Start of TEXT PROVIDED
Dataset Episodes Tasks Hours Failures Split
Full Eval-Actions 13K+ 150+ 52 2.8K -
EAS 6K+ 50+ 12 37.4% 80% / 10% / 10%

Table IV. Statistics of the full Eval-Actions benchmark and the annotation-complete Eval-Actions Small (EAS) subset. The failure entry for EAS reports the failure ratio computed on the annotation-complete subset; AutoEval experiments are conducted on EAS unless otherwise specified.

Representative task statistics of Eval-Actions

Figure 3. Representative task statistics of Eval-Actions. The top chart shows the distribution of demonstration counts for each representative task, while the bottom chart shows the total duration in seconds for the corresponding tasks. These tasks cover diverse manipulation scenarios, including both single-arm and dual-arm operations.

Distribution of Expert Grading scores

Figure 4. Distribution of Expert Grading scores in the Eval-Actions Small (EAS) subset. The chart shows the proportions of failed executions and successful executions at different quality levels over the 1-10 score range.
End of TEXT PROVIDED
LIST OF TASKS |
1. Summarize the text on Eval-Actions statistics in two sentences.
2. Translate this sentence from the text on Eval-Actions statistics into Spanish: "These tasks cover diverse manipulation scenarios, including both single-arm and dual-arm operations."
3. In the text on Eval-Actions statistics, duplicate the stretch from "Table IV. Statistics" through "and dual-arm operations.".
The material after this text is not needed.
Start of EXTRACTED ENTRIES
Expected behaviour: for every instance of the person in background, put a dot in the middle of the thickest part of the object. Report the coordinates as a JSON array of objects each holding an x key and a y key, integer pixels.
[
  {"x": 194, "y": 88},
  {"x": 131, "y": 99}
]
End of EXTRACTED ENTRIES
ACTIVITY ANSWERS |
1. The full Eval-Actions benchmark has more than 13K episodes across more than 150 tasks, totaling 52 hours and 2.8K failures. The annotation-complete Eval-Actions Small (EAS) subset has more than 6K episodes, more than 50 tasks, 12 hours, a 37.4% failure ratio and an 80% / 10% / 10% split, and AutoEval experiments are conducted on it unless otherwise specified.

2. Estas tareas abarcan diversos escenarios de manipulación, incluidas operaciones tanto con un solo brazo como con dos brazos.

3.
Table IV. Statistics of the full Eval-Actions benchmark and the annotation-complete Eval-Actions Small (EAS) subset. The failure entry for EAS reports the failure ratio computed on the annotation-complete subset; AutoEval experiments are conducted on EAS unless otherwise specified.

Representative task statistics of Eval-Actions

Figure 3. Representative task statistics of Eval-Actions. The top chart shows the distribution of demonstration counts for each representative task, while the bottom chart shows the total duration in seconds for the corresponding tasks. These tasks cover diverse manipulation scenarios, including both single-arm and dual-arm operations.